WHAT IS BEING ASKED. Filter the listing and keep only the lines with the word "hand".

RECORDS SUPPLIED.
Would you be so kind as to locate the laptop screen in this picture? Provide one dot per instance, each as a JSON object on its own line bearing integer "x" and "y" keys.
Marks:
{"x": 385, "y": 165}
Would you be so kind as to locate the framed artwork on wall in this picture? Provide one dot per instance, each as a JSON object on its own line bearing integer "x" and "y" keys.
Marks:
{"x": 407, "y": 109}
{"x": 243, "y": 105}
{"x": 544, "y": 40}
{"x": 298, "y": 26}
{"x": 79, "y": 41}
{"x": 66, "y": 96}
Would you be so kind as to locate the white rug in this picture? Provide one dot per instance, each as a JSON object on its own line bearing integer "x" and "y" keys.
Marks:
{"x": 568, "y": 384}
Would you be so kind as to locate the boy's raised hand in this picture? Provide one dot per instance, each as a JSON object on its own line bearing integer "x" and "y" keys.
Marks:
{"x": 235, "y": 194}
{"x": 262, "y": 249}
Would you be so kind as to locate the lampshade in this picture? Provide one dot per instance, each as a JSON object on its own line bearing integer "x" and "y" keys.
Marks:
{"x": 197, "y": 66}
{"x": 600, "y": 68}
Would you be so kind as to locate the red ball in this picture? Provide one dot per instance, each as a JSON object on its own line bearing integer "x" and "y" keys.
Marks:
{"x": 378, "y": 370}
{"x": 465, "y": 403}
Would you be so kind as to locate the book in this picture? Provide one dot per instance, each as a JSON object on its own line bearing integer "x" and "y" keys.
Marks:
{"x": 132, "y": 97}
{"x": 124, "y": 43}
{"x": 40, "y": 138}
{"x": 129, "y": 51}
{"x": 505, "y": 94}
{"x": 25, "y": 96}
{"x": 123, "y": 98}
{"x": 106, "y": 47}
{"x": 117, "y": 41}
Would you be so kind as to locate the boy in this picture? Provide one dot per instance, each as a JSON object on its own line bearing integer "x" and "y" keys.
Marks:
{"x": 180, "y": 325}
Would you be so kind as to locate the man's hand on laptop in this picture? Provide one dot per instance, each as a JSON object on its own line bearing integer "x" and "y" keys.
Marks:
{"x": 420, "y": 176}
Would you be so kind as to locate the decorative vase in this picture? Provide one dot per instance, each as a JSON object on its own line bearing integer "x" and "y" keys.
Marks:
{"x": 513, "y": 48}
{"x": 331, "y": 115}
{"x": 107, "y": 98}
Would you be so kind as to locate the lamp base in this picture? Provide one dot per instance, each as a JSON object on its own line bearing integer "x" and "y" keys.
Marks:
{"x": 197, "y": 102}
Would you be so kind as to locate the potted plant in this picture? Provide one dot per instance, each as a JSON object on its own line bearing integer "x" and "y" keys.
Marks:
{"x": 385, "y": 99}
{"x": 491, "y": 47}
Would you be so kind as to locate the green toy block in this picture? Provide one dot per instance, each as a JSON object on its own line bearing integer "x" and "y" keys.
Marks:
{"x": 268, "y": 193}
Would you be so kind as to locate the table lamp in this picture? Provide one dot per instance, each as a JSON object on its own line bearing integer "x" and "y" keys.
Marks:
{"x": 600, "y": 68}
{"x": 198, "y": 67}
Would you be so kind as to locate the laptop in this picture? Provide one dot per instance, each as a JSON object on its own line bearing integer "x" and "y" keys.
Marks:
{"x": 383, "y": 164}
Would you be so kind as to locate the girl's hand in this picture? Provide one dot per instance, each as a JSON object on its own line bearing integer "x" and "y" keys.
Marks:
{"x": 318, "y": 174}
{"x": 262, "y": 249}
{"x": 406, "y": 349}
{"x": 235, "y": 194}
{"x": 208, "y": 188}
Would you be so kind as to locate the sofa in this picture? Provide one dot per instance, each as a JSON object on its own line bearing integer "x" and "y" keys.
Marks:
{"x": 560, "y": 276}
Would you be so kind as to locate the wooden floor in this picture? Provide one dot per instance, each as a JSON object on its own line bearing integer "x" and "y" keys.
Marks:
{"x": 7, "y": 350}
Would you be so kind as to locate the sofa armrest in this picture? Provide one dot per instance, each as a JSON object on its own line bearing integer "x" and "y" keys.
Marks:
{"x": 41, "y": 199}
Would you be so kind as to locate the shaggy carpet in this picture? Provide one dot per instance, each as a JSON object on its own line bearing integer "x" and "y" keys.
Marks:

TASK ANSWER.
Would you be so kind as to locate the boy's raised hand in this picture? Provide one dot per instance, each as a JSON object on its own line bearing integer "x" and "y" keys.
Would you be so kind as to locate the man's hand on laptop in this picture? Provide one dot per instance, each as a JSON object on its own line bearing integer "x" and "y" keys.
Would you be so kind as to locate the girl's hand in this picture? Provide one dot per instance, each as a JSON object on its own line bearing integer "x" and "y" keys.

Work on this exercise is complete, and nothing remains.